EXTRAIT FOURNI —
*****

Un article paru dans les Cahiers Pédagogiques
(n° 379 de décembre 1999)

Histoire de la dénomination d’un collège et de ce qui s’ensuivit.

Dominique Natanson

En 1985, le C.A. du collège de Cuffies, près de Soissons (Aisne), décidait, sur ma proposition, de donner le nom de Maurice Wajsfelner à l’établissement. Le nom avait été choisi un peu au hasard, parmi ceux des enfants, dans les listes de déportés qui venaient d’être publiées par Serge Klarsfeld, dans son monumental « Mémorial de la Déportation des Juifs de France »(1). Nous savions seulement que le petit Maurice était né en 1933 et qu’il avait 10 ans quand la Gestapo de Soissons l’arrêta, en janvier 1944. Dix ans, l’âge d’entrer en sixième. Dix ans, l’âge pour mourir dans une chambre à gaz en février 1944.

Un visage perdu

En 1989, nous préparons une exposition pour la cérémonie de dénomination du collège. Les élèves questionnent : comment était-il cet enfant ? Quelle tête avait-il ?
Mais je ne connais de lui que quelques lignes écrites par un historien local (2). Alors, je photocopie les visages des enfants d’Izieu que nous propose un livre paru alors (3) . Peut-être ressemblait-il à celui-ci ? A celui-là ? Nous confectionnons un panneau exposant notre ignorance. Les élèves restent songeurs.
Mais toutes les traces ont disparu. Toute la famille Wajsfelner a été déportée : les premiers en 1942 arrêtés par la police française, Maurice en 1944…
Et puis la cérémonie a lieu. Une élève de 3ème, Sandrine Dzedzora, parle, devant les 400 élèves rassemblés dans la cour. Dans un silence impressionnant, elle lance : « Il ne faut pas qu’on confonde tous les jeunes avec les skinheads ! » On est à l’époque de la profanation de Carpentras. « Nous ne voulons pas qu’on nous confonde avec ces crânes rasés qui jouent à faire les nazis comme si rien ne s’était passé !
Comment peut-on faire disparaître des millions de gens ? Comment peut-on s’attaquer à des enfants comme Maurice Wajsfelner ? […] Nous sommes tous humains. Le monde entier a droit à la même vie. Nous les jeunes, nous aimons la vie, nous aimons nous amuser, nous aimons vivre. La vie que le jeune Maurice Wajsfelner n’a pas eu le droit d’avoir.

*****

DONNÉES FOURNIES —
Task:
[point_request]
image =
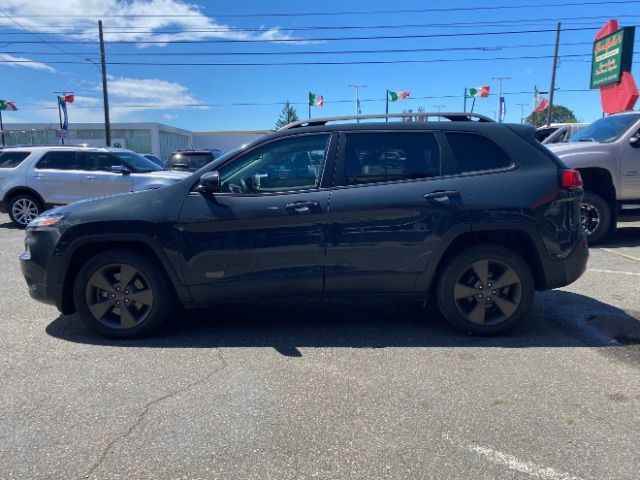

*****

CONSIGNES —
[1] Répondez d'après l'extrait sur la dénomination du collège :
(a) En quelle année le C.A. du collège de Cuffies a-t-il décidé de donner le nom de Maurice Wajsfelner à l'établissement ?
(b) Quel âge avait Maurice quand la Gestapo de Soissons l'arrêta ?
(c) Devant combien d'élèves rassemblés dans la cour Sandrine Dzedzora prend-elle la parole ?
[2] Transcrivez l'extrait sur la dénomination du collège depuis « Mais je ne connais » jusqu'à « s’était passé ! » inclus.
[3] Traduisez en anglais la phrase suivante de l'extrait sur la dénomination du collège : « Nous savions seulement que le petit Maurice était né en 1933 et qu’il avait 10 ans quand la Gestapo de Soissons l’arrêta, en janvier 1944. »

CORRIGÉ —
[1]
(a) En 1985.
(b) 10 ans.
(c) 400 élèves.

[2]
Mais je ne connais de lui que quelques lignes écrites par un historien local (2). Alors, je photocopie les visages des enfants d’Izieu que nous propose un livre paru alors (3) . Peut-être ressemblait-il à celui-ci ? A celui-là ? Nous confectionnons un panneau exposant notre ignorance. Les élèves restent songeurs.
Mais toutes les traces ont disparu. Toute la famille Wajsfelner a été déportée : les premiers en 1942 arrêtés par la police française, Maurice en 1944…
Et puis la cérémonie a lieu. Une élève de 3ème, Sandrine Dzedzora, parle, devant les 400 élèves rassemblés dans la cour. Dans un silence impressionnant, elle lance : « Il ne faut pas qu’on confonde tous les jeunes avec les skinheads ! » On est à l’époque de la profanation de Carpentras. « Nous ne voulons pas qu’on nous confonde avec ces crânes rasés qui jouent à faire les nazis comme si rien ne s’était passé !

[3] We only knew that little Maurice had been born in 1933 and that he was 10 years old when the Soissons Gestapo arrested him, in January 1944.